Reproduce the records below, changing every "thickest part" to "widest part" and leaving everything else untouched.

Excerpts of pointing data
--*--

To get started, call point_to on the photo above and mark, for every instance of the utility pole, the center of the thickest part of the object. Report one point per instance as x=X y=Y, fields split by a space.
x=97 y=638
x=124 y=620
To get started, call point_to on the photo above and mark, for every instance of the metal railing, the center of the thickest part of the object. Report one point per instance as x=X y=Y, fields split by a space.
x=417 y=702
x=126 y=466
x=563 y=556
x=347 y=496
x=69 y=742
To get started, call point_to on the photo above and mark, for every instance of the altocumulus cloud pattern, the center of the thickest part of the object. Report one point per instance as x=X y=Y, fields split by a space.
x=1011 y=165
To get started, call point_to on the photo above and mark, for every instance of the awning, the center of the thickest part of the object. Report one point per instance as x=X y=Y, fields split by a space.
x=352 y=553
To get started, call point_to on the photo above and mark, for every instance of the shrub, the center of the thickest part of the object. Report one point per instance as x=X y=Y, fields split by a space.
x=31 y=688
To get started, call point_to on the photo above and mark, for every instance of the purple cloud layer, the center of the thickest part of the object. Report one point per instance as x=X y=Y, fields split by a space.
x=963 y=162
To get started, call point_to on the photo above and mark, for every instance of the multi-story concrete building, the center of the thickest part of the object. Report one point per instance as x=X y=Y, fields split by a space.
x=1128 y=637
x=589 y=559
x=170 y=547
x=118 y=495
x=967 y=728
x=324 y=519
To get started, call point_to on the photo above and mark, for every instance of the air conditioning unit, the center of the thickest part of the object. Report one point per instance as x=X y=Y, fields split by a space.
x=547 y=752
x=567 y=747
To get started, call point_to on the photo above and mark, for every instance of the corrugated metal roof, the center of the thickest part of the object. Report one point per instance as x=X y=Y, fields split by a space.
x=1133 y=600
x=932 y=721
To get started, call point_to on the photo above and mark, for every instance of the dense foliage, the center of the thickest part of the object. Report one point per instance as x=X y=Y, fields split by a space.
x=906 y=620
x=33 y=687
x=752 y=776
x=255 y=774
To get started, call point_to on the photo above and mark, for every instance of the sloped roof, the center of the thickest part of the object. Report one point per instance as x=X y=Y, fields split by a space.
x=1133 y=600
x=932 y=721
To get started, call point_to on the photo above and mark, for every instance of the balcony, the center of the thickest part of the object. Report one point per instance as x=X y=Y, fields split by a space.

--*--

EXERCISE ANSWER
To get started, call point_to on the photo above and mark, for every instance of the utility pole, the center of the widest part of the object. Report one point per instance as x=X y=Y, fields split by a space.
x=97 y=638
x=124 y=620
To get started, call point_to on the photo above and mark, for every instance of the metal railing, the center of the widest part of the object. Report one point per instance as x=X y=Y, fields split by a space.
x=417 y=702
x=126 y=466
x=563 y=556
x=347 y=496
x=69 y=742
To get started, call point_to on the photo above and mark, for every instance of the altocumulus cloud pattern, the center of the widest part of the object. Report one point per instance as x=X y=Y, fields split by a space.
x=1011 y=165
To get started, call point_to on the photo above and mark, for every instance of the awning, the center of the widest part of the object. Report one point per instance as x=X y=Y, fields split by a space.
x=352 y=553
To get started, call point_to on the photo above and mark, for every instance of the shrub, the center of the widest part of the object. Report one point per instance as x=X y=Y, fields split by a space.
x=31 y=688
To get started, call point_to on the photo above and mark, for every instance of the purple cloud layer, the center of the widest part of the object. Report one point per instance as x=X y=Y, fields split by a space.
x=963 y=162
To get started, call point_to on the photo above and mark, for every instance of the multi-story concrete building, the center of the widest part of the object. Report one point per instance as x=X y=Y, fields split by a space.
x=1128 y=637
x=589 y=559
x=170 y=547
x=118 y=495
x=967 y=728
x=324 y=519
To get started, call point_to on the photo above and mark, for every instance of the air conditioning unit, the center of the widest part of the object. Report one point per instance as x=X y=Y, fields split by a space.
x=547 y=752
x=567 y=747
To get started, call point_to on the photo above and mark, for every instance of the corrugated metal roof, the center of the widest part of the object. Report one point per instance as x=X y=Y, fields split by a space.
x=1133 y=600
x=932 y=721
To get started, call point_to on the photo above and mark, for every instance of the dense foliage, the center of the widest part of the object. Report one point per instance as x=X y=Y, fields split by a space.
x=906 y=620
x=33 y=687
x=752 y=776
x=255 y=774
To get started, call point_to on the photo above and mark, for every instance of the sloped roof, the center of the widest part of the object. Report one point per instance as x=X y=Y, fields split by a space.
x=1133 y=600
x=932 y=721
To get started, call point_to on the photo above and mark, for every instance of the balcony, the center of the widest part of the object. Report one point per instance as x=X y=Y, fields split by a space.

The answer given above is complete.